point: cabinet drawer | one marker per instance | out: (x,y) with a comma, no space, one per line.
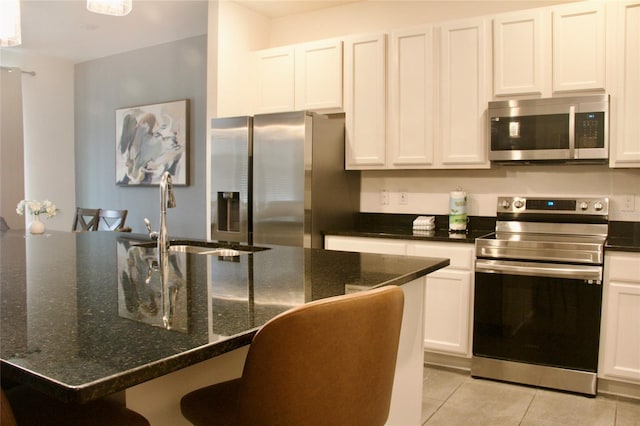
(461,255)
(364,245)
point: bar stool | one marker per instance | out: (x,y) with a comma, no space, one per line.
(329,362)
(22,406)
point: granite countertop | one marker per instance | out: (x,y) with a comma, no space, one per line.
(84,315)
(400,226)
(623,236)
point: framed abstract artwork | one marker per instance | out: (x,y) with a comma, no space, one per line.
(152,139)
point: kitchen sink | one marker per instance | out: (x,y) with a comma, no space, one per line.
(220,251)
(207,248)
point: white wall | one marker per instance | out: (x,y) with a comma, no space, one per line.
(428,190)
(48,107)
(380,15)
(239,32)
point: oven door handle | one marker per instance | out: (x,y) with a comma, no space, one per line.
(581,272)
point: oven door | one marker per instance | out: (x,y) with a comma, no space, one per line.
(538,313)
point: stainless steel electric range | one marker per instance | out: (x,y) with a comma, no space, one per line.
(538,293)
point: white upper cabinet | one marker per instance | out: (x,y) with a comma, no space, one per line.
(365,105)
(550,51)
(318,75)
(465,58)
(300,77)
(579,47)
(412,100)
(275,77)
(625,103)
(519,45)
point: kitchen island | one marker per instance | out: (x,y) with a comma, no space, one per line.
(85,315)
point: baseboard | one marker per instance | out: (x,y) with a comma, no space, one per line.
(606,387)
(448,361)
(619,389)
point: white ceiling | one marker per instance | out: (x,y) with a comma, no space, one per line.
(65,29)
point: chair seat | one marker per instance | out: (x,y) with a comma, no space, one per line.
(209,405)
(328,362)
(31,407)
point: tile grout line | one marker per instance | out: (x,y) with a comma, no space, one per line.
(528,407)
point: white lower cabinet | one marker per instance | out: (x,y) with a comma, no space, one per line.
(620,328)
(449,293)
(448,298)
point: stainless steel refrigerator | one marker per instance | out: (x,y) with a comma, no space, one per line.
(297,187)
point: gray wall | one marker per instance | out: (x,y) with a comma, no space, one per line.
(160,73)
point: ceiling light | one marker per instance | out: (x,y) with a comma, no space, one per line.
(110,7)
(10,23)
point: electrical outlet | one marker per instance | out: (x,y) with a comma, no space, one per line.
(628,203)
(404,198)
(384,197)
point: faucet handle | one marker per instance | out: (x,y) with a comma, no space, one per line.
(152,234)
(171,201)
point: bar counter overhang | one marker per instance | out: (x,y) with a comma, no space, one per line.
(85,315)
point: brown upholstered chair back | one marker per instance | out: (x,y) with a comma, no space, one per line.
(85,220)
(326,362)
(111,220)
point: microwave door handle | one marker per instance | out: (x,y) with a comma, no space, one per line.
(572,132)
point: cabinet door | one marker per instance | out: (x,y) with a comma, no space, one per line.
(275,92)
(579,47)
(411,112)
(620,335)
(625,126)
(519,46)
(447,319)
(448,298)
(318,74)
(464,94)
(365,101)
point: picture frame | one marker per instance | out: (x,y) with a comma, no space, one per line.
(152,139)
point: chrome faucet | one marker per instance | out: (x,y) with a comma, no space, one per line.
(167,200)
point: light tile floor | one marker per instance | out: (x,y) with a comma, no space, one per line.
(454,398)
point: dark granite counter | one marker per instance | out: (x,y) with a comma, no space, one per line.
(400,226)
(85,315)
(623,236)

* Problem description: Exactly the lines from the one holding "point: ceiling light" through the end of the records above are to be returned, and nothing else.

* Answer section:
point: ceiling light | one marker per instance | out: (x,y) with a comma, no space, one per line.
(110,7)
(10,23)
point: electrical outlet | one marker per instance | out: (x,y) with a comma, no space, one per line.
(628,203)
(404,198)
(384,197)
point: faucet handle | one marker per instance | out: (x,y) with a comma, no space, one per line.
(152,234)
(171,201)
point: bar counter overhang | one marker per instance | out: (x,y) with a comma, no space, one per line.
(85,315)
point: brown upholstered chair back | one marker per instance | out: (x,y) with a comma, no space, one per line.
(85,220)
(326,362)
(111,220)
point: microwave door handle | one marker per instance | out: (x,y) with a comma, no space, one per line.
(572,132)
point: cabinet door | one marker per instance | out: (x,y) with a comma, no space, one per line.
(275,92)
(579,47)
(411,112)
(620,335)
(625,126)
(519,46)
(447,319)
(448,298)
(318,74)
(464,94)
(365,101)
point: picture frame | one marker per instance | out: (x,y) with a comma, no space, one per line.
(152,139)
point: chrome faucet | one marker per instance | out: (x,y) with a comma, no space, one per line.
(167,200)
point: light tile floor | one marker per instance | out: (x,y) with a comma, no space, one per line.
(454,398)
point: dark granite counter | one marker per instance | out: (x,y) with a comma, no space, one per line.
(400,226)
(85,315)
(623,236)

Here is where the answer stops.